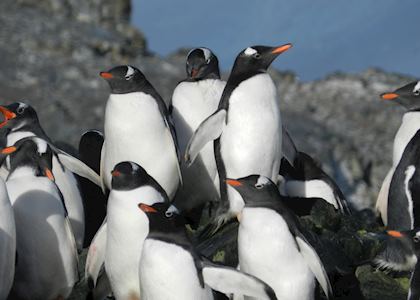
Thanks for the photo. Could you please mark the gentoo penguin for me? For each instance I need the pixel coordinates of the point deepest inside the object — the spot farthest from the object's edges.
(403, 211)
(307, 180)
(409, 97)
(170, 268)
(193, 100)
(127, 226)
(246, 127)
(20, 121)
(138, 128)
(411, 239)
(271, 243)
(7, 242)
(47, 254)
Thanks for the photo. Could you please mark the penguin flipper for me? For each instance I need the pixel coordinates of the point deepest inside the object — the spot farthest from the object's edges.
(96, 256)
(231, 281)
(210, 129)
(288, 147)
(315, 264)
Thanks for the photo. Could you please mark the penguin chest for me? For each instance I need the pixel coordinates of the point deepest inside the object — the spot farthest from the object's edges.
(167, 271)
(251, 141)
(268, 250)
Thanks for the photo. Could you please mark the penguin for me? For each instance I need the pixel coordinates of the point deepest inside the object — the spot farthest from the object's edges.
(45, 242)
(246, 127)
(170, 268)
(193, 100)
(7, 242)
(407, 96)
(20, 121)
(271, 242)
(306, 180)
(138, 128)
(411, 239)
(126, 230)
(403, 212)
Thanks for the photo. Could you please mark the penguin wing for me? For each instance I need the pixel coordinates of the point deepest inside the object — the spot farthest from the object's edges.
(96, 256)
(230, 281)
(314, 263)
(210, 129)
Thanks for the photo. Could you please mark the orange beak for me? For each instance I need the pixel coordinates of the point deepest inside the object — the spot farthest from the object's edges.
(232, 182)
(394, 233)
(106, 75)
(389, 96)
(8, 115)
(146, 208)
(8, 150)
(281, 49)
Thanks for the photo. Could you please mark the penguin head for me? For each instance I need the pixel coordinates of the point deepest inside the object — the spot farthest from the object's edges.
(202, 64)
(128, 175)
(17, 115)
(255, 189)
(31, 152)
(408, 96)
(257, 58)
(124, 79)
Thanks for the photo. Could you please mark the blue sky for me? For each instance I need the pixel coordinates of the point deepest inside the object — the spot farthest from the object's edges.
(328, 35)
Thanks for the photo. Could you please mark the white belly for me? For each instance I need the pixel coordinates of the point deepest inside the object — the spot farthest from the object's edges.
(7, 242)
(44, 242)
(135, 131)
(268, 251)
(167, 271)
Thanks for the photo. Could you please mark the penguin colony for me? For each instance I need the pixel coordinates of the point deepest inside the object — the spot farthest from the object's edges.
(218, 154)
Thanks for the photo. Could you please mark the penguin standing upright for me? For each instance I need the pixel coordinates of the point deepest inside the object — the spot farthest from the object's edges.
(7, 242)
(126, 229)
(47, 254)
(271, 243)
(409, 97)
(138, 128)
(247, 127)
(20, 121)
(193, 100)
(170, 268)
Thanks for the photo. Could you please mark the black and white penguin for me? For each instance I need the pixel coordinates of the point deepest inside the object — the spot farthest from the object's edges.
(403, 211)
(271, 243)
(20, 121)
(409, 97)
(193, 100)
(170, 268)
(7, 242)
(138, 128)
(127, 226)
(306, 180)
(47, 254)
(246, 127)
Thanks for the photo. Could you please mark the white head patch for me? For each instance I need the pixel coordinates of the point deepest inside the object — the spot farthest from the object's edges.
(130, 71)
(207, 54)
(262, 180)
(250, 51)
(416, 89)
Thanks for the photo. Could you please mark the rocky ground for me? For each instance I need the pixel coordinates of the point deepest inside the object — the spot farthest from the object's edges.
(53, 50)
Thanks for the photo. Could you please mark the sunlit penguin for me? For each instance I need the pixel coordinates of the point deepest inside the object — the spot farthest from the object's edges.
(127, 226)
(20, 121)
(409, 97)
(170, 268)
(193, 100)
(7, 242)
(47, 254)
(271, 244)
(246, 127)
(138, 128)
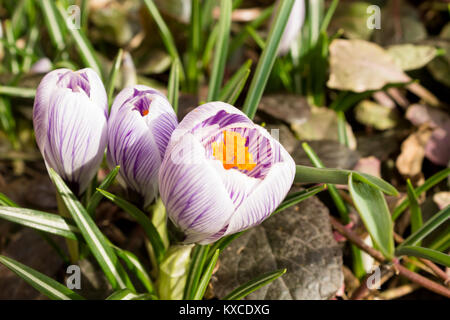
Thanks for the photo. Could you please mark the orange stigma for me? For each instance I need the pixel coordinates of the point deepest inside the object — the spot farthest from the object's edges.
(232, 152)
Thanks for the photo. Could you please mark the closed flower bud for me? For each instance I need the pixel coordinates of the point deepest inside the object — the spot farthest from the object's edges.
(222, 173)
(70, 122)
(139, 128)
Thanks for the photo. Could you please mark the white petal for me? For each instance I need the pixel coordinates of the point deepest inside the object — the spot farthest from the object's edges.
(192, 191)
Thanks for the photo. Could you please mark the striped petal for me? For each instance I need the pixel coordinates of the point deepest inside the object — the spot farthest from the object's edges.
(193, 192)
(139, 129)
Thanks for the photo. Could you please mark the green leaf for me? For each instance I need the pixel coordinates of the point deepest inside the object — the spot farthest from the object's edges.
(135, 266)
(267, 59)
(429, 183)
(96, 241)
(164, 31)
(416, 213)
(83, 45)
(253, 285)
(113, 75)
(173, 272)
(97, 196)
(374, 212)
(17, 92)
(196, 265)
(233, 88)
(39, 220)
(429, 226)
(221, 50)
(142, 219)
(305, 174)
(425, 253)
(204, 281)
(53, 26)
(47, 286)
(174, 85)
(297, 197)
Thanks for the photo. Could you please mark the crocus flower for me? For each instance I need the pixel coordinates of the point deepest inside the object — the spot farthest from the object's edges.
(70, 122)
(222, 173)
(293, 27)
(139, 128)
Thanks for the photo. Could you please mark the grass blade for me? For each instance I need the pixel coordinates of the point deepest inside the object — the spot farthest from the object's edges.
(83, 45)
(425, 253)
(267, 59)
(233, 88)
(416, 213)
(96, 241)
(113, 75)
(432, 223)
(53, 26)
(40, 220)
(428, 184)
(253, 285)
(374, 212)
(47, 286)
(174, 85)
(204, 281)
(197, 263)
(97, 196)
(221, 50)
(142, 219)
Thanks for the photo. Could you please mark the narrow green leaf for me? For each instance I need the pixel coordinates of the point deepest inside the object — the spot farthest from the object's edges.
(429, 183)
(374, 212)
(113, 75)
(340, 204)
(198, 260)
(174, 85)
(267, 59)
(253, 285)
(142, 219)
(135, 266)
(164, 31)
(416, 213)
(432, 223)
(83, 45)
(221, 50)
(305, 174)
(233, 88)
(297, 197)
(17, 92)
(96, 241)
(204, 281)
(326, 20)
(97, 196)
(47, 286)
(194, 46)
(123, 294)
(425, 253)
(53, 27)
(40, 220)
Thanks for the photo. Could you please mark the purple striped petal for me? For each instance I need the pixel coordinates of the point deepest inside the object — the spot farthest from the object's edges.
(139, 128)
(69, 118)
(209, 194)
(293, 27)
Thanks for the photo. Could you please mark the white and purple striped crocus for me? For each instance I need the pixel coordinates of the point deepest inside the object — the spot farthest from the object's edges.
(139, 128)
(222, 173)
(70, 123)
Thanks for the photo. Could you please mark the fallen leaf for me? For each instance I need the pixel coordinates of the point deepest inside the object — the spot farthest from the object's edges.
(358, 65)
(411, 57)
(299, 239)
(376, 115)
(409, 162)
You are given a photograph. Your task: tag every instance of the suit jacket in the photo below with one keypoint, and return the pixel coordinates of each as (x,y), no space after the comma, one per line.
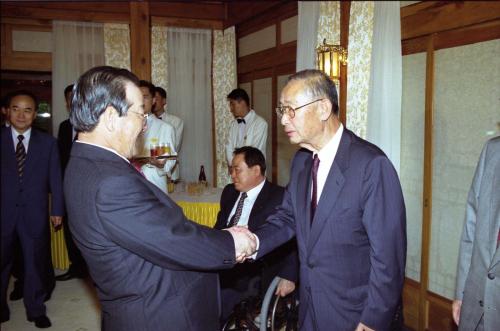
(26,203)
(282,262)
(143,254)
(65,141)
(478,281)
(353,255)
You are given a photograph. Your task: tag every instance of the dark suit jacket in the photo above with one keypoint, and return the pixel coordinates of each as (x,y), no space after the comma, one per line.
(142,253)
(65,141)
(282,262)
(27,203)
(353,255)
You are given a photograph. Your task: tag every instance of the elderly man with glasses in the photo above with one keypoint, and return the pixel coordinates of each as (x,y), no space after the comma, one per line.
(345,206)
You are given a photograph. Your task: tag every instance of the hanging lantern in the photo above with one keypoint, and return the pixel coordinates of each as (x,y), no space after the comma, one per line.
(330,58)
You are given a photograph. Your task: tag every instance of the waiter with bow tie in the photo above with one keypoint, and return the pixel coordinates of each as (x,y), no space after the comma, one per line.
(248,129)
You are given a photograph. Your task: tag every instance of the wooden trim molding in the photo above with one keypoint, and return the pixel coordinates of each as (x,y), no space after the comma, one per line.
=====
** Work to complete **
Repeat word for word each line from the one with "of the dark" to the end of the records above, inclusive.

** Task output **
You are given a photograph. Your task: tag every instance of the dark suit jacket in the photo above with one keypoint, and return the pixel coordinates of each as (x,y), no space after the comma, one per line.
(142,253)
(65,141)
(282,262)
(27,203)
(353,255)
You are given a photograph. Your task: tag every instance of the elderly man with glasses in the photo above with one keypoint, and return the pixel coordinates of each as (x,y), no space after the comma, one per line.
(345,206)
You are given a photograph. Your task: tag every instance of the hanging lantern in the photo above with one keypoint, and return the pixel coordinates of each as (x,y), no space after the comma, one per line.
(330,58)
You are given a photograph. Your task: tag every instance of the waiter with bow tie in the photo above with one keypoint, and return the pixel coordinates of each as (x,y), no space after the comma, one per line.
(248,129)
You are given a photograph. Your task: tag every instance of the wooden trim molding in the photo above with one keypoint, and return the pixel coordinates of each as (x,y), no space after the comma, one per line.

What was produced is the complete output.